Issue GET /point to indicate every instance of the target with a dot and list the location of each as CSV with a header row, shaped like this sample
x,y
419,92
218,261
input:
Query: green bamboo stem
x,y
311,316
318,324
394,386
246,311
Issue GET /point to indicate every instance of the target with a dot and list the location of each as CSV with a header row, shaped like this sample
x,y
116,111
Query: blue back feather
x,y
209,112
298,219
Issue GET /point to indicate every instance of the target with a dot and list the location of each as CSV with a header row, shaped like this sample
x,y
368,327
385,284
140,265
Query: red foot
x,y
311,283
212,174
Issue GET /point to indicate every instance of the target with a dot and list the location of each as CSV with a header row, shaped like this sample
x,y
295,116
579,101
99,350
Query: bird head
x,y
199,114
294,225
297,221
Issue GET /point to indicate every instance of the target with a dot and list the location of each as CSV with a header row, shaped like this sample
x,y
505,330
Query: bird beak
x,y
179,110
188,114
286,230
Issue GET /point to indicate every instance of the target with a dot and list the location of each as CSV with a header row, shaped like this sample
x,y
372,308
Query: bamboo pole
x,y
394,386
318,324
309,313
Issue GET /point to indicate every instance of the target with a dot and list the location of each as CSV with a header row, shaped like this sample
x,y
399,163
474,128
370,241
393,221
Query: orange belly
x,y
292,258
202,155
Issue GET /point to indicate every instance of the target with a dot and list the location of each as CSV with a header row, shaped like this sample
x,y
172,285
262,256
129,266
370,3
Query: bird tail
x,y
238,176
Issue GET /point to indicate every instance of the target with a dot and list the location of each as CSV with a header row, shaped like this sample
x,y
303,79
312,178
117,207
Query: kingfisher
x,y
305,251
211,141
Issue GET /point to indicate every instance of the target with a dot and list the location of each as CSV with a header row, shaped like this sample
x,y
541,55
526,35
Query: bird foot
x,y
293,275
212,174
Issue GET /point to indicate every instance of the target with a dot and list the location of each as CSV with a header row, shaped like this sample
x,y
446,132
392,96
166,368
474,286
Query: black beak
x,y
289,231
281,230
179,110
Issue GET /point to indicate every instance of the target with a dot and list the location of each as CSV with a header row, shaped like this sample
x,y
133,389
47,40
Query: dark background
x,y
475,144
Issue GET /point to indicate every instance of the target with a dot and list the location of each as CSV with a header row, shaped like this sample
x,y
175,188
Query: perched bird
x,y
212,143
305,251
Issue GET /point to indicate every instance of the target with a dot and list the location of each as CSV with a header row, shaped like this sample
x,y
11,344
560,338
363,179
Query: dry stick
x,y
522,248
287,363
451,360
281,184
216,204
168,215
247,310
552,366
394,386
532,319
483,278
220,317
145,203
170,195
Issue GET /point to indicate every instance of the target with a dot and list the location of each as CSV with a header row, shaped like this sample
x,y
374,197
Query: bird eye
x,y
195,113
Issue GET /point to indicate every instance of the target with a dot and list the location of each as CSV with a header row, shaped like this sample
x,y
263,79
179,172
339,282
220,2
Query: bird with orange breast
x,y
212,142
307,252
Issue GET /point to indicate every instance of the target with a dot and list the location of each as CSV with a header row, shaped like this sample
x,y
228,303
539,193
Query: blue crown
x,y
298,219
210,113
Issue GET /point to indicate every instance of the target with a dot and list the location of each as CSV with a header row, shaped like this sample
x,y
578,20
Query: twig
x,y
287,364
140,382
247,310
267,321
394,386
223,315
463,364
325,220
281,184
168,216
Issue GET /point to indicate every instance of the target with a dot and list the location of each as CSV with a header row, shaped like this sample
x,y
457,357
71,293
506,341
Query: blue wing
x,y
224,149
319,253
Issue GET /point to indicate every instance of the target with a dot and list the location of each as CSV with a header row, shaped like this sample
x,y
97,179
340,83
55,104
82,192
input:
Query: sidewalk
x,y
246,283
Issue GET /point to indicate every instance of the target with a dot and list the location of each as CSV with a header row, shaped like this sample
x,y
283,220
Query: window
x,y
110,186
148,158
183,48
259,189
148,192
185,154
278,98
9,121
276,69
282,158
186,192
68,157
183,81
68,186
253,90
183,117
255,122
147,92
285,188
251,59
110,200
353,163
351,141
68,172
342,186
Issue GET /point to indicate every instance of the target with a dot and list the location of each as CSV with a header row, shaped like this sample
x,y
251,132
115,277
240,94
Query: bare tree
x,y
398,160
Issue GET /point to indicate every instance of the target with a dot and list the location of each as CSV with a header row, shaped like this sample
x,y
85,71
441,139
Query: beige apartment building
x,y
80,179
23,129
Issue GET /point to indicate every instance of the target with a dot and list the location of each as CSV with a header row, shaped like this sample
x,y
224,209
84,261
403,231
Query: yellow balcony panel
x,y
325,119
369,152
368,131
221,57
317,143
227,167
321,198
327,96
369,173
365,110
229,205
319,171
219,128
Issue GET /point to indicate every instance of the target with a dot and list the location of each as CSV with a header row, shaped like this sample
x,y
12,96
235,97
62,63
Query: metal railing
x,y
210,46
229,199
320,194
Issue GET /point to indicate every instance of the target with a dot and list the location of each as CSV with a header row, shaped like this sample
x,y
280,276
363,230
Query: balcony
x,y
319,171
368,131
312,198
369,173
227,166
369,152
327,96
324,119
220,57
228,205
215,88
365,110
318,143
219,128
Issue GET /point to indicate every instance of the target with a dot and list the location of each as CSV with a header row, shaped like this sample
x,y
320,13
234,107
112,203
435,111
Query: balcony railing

• • • • • • •

◆ WORK REQUIRED
A verbatim copy of the listing is needed.

◆ EXERCISE RESPONSE
Issue GET /point to indicate every instance of the target with a dot and list the location of each as CSV with a header row, shaped like this sample
x,y
419,92
218,261
input:
Query: green bamboo stem
x,y
311,316
318,324
394,386
246,311
Issue GET /point to indicate every instance of the target with a dot and list the location of each as CSV with a header row, shaped like this sample
x,y
116,111
Query: blue back feather
x,y
209,112
298,219
Issue GET /point to indicate every instance of the target with a dot and list the location of each as CSV with a header row, shaped like this sample
x,y
368,327
385,284
140,265
Query: red foot
x,y
311,283
212,174
Issue GET /point to indicate every instance of the target with a dot and list the location of each as CSV with a header row, shaped like this sample
x,y
295,116
579,101
99,350
Query: bird head
x,y
199,114
294,225
297,221
Issue GET /point to indicate every instance of the target with a dot and list the location of each as CSV with a header row, shaped like this sample
x,y
505,330
Query: bird beak
x,y
179,110
188,114
286,230
Issue GET /point to indicate every instance of the target with a dot and list the location of each as CSV with a header row, shaped like this sample
x,y
372,308
Query: bamboo pole
x,y
394,386
318,324
309,313
Issue GET /point to indicate every instance of the target with a dot and list the location of each as CSV with a header row, shaped like this sample
x,y
399,163
474,128
370,241
393,221
Query: orange belly
x,y
292,258
202,155
Issue GET /point to indicate every instance of the target with a dot and list the location of each as CSV with a header row, shaped like this sample
x,y
172,285
262,256
129,266
370,3
Query: bird tail
x,y
238,176
Issue GET /point to indicate every instance of the target with a dot and list the location of each as CSV with a header row, shaped like this sample
x,y
303,79
312,178
117,207
Query: kingfisher
x,y
305,251
211,141
Issue GET /point to indicate every instance of the target with a dot and list the location of each as CSV with a header row, shaped like this sample
x,y
541,55
526,35
Query: bird foot
x,y
293,275
212,174
Issue GET /point to indicate every instance of the target with a dot and list the location of each as CSV with a header row, shaped like this sample
x,y
446,132
392,96
166,368
474,286
Query: black beak
x,y
289,231
281,230
179,110
Issue GET /point to indicate every instance of the target with a dot and list the location of each as CSV with a header row, shaped like this sample
x,y
133,389
47,40
Query: dark background
x,y
475,144
Issue GET /point to indicate every instance of the target with a dot and list the location of each as CSV with a header row, shaped like this sample
x,y
175,188
Query: perched bird
x,y
212,143
305,251
Issue GET /point to indicate every instance of the target with a dot and list the location of each as CSV with a header row, shaped like this sample
x,y
11,344
560,338
363,179
Query: dry stick
x,y
522,248
287,363
451,360
281,184
216,204
168,215
247,310
552,366
394,386
532,319
483,278
220,317
145,203
170,195
Issue GET /point to indicate every instance of the target with a dot and list the location of each as CSV with a header row, shaped like this sample
x,y
374,197
Query: bird eye
x,y
195,113
Issue GET /point to indicate every instance of the target with a dot and list the location of each as CSV with a header row, shaped like this sample
x,y
263,79
179,172
339,282
220,2
Query: bird with orange breast
x,y
212,142
307,252
Issue GET /point to indicate every instance of the target with a dot and list the location of each as CSV with a header row, shaped like this sample
x,y
228,303
539,193
Query: blue crown
x,y
298,219
210,113
Issue GET /point to indicate every instance of the target with a dot and list the location of each as CSV with a header row, shaped like this sample
x,y
578,20
Query: twig
x,y
287,364
140,382
247,310
267,321
394,386
223,315
463,364
325,220
281,184
168,216
Issue GET /point to indicate every instance of the target with a dot and list the location of each as CSV with a header row, shaped like this sample
x,y
457,357
71,293
506,341
Query: blue wing
x,y
224,149
319,253
Issue GET /point to indicate every instance of the target with a dot and list the location of each as CSV with a header row, shaped like this sample
x,y
97,179
340,83
55,104
82,192
input:
Query: sidewalk
x,y
246,283
Issue GET /point to indicate every instance of the target with a dot and list the location of each as CSV with a header row, shaped like this sample
x,y
283,220
Query: window
x,y
110,186
148,158
183,48
259,189
148,192
185,154
278,98
9,121
276,69
282,158
186,192
68,157
183,81
68,186
253,90
183,117
255,122
147,92
285,188
251,59
110,200
353,163
351,141
68,172
342,186
Issue GET /point to indicate every instance of the target with a dot and list the location of each as CSV with a header row, shaped like this sample
x,y
251,132
115,277
240,94
Query: bare tree
x,y
398,160
Issue GET /point to indicate every instance of the target with a dot and list the location of each as CSV with a header row, shaped like this sample
x,y
85,71
441,139
Query: beige apartment building
x,y
80,179
23,129
Issue GET /point to indicate every instance of the target with a dot and list the location of each as CSV with a header row, shaped like this sample
x,y
224,209
84,261
403,231
Query: yellow balcony panel
x,y
325,119
369,152
368,131
221,57
317,143
227,167
321,198
327,96
369,173
365,110
229,205
319,171
219,128
Issue GET /point to indicate every instance of the target with a dot and list the location of each as CSV with a header row, shaped like this sample
x,y
12,96
235,97
62,63
Query: metal railing
x,y
210,46
229,199
320,194
Issue GET /point to indicate every instance of the target with a dot and list the location of each as CSV with a header row, shaped like this sample
x,y
280,276
363,230
Query: balcony
x,y
319,171
368,131
312,198
369,173
227,166
369,152
327,96
324,119
220,57
228,205
215,88
365,110
318,143
219,128
Issue GET /point to indicate every instance of the target with a dot and list the location of each as CSV with a header row, shaped like this sample
x,y
320,13
234,107
112,203
435,111
Query: balcony railing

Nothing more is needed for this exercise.